Work to be completed: Condense the paragraph of the theater review that begins "The staging is simple but effective" into a bulleted list that keeps its main facts.

Excerpt provided:
- - - - - - -
The staging is simple but effective, with a deliberate pace dictated mainly by the songs, as the show is mostly sung-through. Even though the odd acoustics of the .ZACK Theatre sometimes make the show difficult to hear, Director Elisabeth Wurm has assembled a strong cast, with excellent ensemble chemistry and credible interaction between the pairs of performers. Lowe is an amiable, believably optimistic Jason, with a strong voice although he tends to sound a bit shouty in some of the more intense moments. He’s well-matched by O’Connell, who is appropriately mysterious as the reticent Claire, and also in good voice except for a few occasional cracks. The best singer in the production is Schmidt, who has a strong tenor voice that works well with his songs and his sometimes overly cheerful character, who Schmidt infuses with an affable spirit that makes him likable even when his cheeriness threatens to go over the top. Tenenbaum also turns in a strong performance as the ambitious, anxious Deb, delivering her songs with energy and conviction, and working especially well with Schmidt as their characters’ unlikely friendship grows. The show also looks good, with the simple staging augmented by Taylor Gruenloh’s memorable projections, Brittanie Gunn’s evocative lighting, and Zach Neumann’s proficient piano accompaniment.
- - - - - - -
Recorded data:
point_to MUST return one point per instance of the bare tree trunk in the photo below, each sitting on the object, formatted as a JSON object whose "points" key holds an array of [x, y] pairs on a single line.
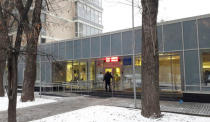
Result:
{"points": [[12, 86], [29, 74], [32, 35], [3, 42], [150, 60], [2, 69]]}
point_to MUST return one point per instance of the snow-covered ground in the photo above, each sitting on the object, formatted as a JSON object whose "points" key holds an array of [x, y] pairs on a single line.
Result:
{"points": [[38, 101], [117, 114]]}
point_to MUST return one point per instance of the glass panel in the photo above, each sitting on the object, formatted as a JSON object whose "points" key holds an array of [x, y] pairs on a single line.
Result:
{"points": [[43, 72], [59, 71], [138, 36], [69, 50], [105, 45], [116, 44], [83, 71], [43, 51], [75, 71], [169, 72], [38, 71], [127, 42], [95, 47], [190, 35], [203, 31], [69, 71], [191, 68], [92, 71], [48, 72], [62, 50], [55, 50], [160, 41], [86, 48], [205, 57], [77, 49], [172, 36]]}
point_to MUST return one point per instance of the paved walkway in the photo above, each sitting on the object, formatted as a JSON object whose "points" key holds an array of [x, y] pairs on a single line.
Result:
{"points": [[77, 102]]}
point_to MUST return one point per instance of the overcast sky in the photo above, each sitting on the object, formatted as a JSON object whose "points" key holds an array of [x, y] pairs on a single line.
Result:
{"points": [[117, 13]]}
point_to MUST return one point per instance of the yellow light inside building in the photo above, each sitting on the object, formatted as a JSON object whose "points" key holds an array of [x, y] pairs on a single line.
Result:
{"points": [[206, 65], [69, 72]]}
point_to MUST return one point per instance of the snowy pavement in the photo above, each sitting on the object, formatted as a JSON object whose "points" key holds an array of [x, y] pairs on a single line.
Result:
{"points": [[74, 103], [38, 101], [117, 114]]}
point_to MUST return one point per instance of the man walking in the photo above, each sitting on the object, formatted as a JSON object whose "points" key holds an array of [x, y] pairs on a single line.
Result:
{"points": [[107, 79]]}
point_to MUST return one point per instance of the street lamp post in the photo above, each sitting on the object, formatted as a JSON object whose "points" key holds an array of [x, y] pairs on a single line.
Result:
{"points": [[133, 34]]}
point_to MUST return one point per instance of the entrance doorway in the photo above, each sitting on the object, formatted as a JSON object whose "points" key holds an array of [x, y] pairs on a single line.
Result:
{"points": [[116, 82]]}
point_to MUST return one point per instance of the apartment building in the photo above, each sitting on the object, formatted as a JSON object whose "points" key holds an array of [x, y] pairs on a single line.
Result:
{"points": [[67, 19]]}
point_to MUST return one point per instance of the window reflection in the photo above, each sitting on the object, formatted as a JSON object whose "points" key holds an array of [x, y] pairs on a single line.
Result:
{"points": [[206, 67], [169, 72]]}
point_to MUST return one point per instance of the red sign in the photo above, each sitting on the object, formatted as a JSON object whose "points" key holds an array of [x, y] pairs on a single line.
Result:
{"points": [[111, 59]]}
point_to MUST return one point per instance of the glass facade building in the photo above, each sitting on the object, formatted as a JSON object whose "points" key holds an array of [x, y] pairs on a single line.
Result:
{"points": [[184, 58]]}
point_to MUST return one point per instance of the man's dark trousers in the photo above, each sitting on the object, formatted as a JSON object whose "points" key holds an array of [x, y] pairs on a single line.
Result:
{"points": [[108, 84]]}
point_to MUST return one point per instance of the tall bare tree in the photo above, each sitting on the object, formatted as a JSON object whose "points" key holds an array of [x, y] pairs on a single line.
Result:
{"points": [[150, 60], [4, 39], [32, 35]]}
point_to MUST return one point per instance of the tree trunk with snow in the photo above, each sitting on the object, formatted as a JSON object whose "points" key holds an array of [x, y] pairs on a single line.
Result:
{"points": [[32, 35], [150, 60]]}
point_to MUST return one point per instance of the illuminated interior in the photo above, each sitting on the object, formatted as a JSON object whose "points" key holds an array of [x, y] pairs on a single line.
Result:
{"points": [[69, 69], [169, 71], [206, 67]]}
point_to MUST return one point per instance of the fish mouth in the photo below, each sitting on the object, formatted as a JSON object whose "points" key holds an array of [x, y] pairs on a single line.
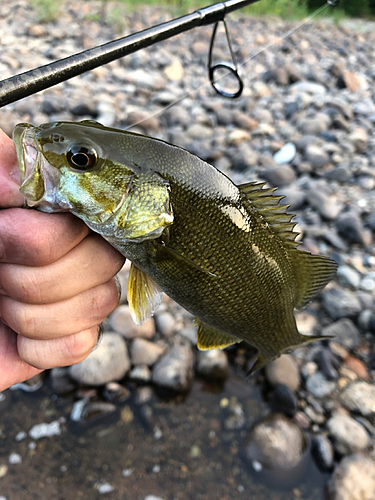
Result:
{"points": [[39, 179]]}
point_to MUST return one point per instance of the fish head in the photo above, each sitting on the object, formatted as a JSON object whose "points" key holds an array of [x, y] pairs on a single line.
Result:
{"points": [[84, 168]]}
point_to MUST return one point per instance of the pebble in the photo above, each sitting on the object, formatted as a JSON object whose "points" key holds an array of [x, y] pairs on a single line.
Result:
{"points": [[348, 435], [275, 443], [344, 333], [283, 370], [144, 352], [39, 431], [286, 154], [61, 381], [359, 397], [328, 208], [108, 362], [174, 370], [297, 127], [319, 386], [279, 176], [350, 226], [283, 399], [323, 453], [347, 276], [353, 479], [341, 303], [212, 364], [140, 374]]}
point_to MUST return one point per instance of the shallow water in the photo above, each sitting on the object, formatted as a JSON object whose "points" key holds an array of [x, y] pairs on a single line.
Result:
{"points": [[175, 450]]}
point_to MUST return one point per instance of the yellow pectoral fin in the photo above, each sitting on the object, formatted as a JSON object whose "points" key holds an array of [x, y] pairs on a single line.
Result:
{"points": [[210, 338], [146, 210], [144, 295]]}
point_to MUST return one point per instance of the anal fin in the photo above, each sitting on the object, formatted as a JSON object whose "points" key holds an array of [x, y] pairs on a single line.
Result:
{"points": [[144, 295], [211, 338]]}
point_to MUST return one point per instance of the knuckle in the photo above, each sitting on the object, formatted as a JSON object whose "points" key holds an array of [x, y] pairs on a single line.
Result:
{"points": [[78, 346], [24, 321]]}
- - - - - - -
Result below:
- The staging is simple but effective. The show is mostly sung-through, so the songs mainly set its deliberate pace.
- The odd acoustics of the .ZACK Theatre sometimes make the show hard to hear.
- Director Elisabeth Wurm has assembled a strong cast with excellent ensemble chemistry and credible interaction between the pairs.
- Lowe plays an amiable, optimistic Jason with a strong voice, though he can sound shouty in intense moments.
- O'Connell is well matched with Lowe as the mysterious, reticent Claire and sings well apart from occasional cracks.
- Schmidt is the best singer, with a strong tenor voice. He keeps his sometimes overly cheerful character likable.
- Tenenbaum gives a strong, energetic performance as the ambitious, anxious Deb and works especially well with Schmidt.
- The show looks good. Taylor Gruenloh's projections, Brittanie Gunn's lighting and Zach Neumann's piano accompaniment enhance it.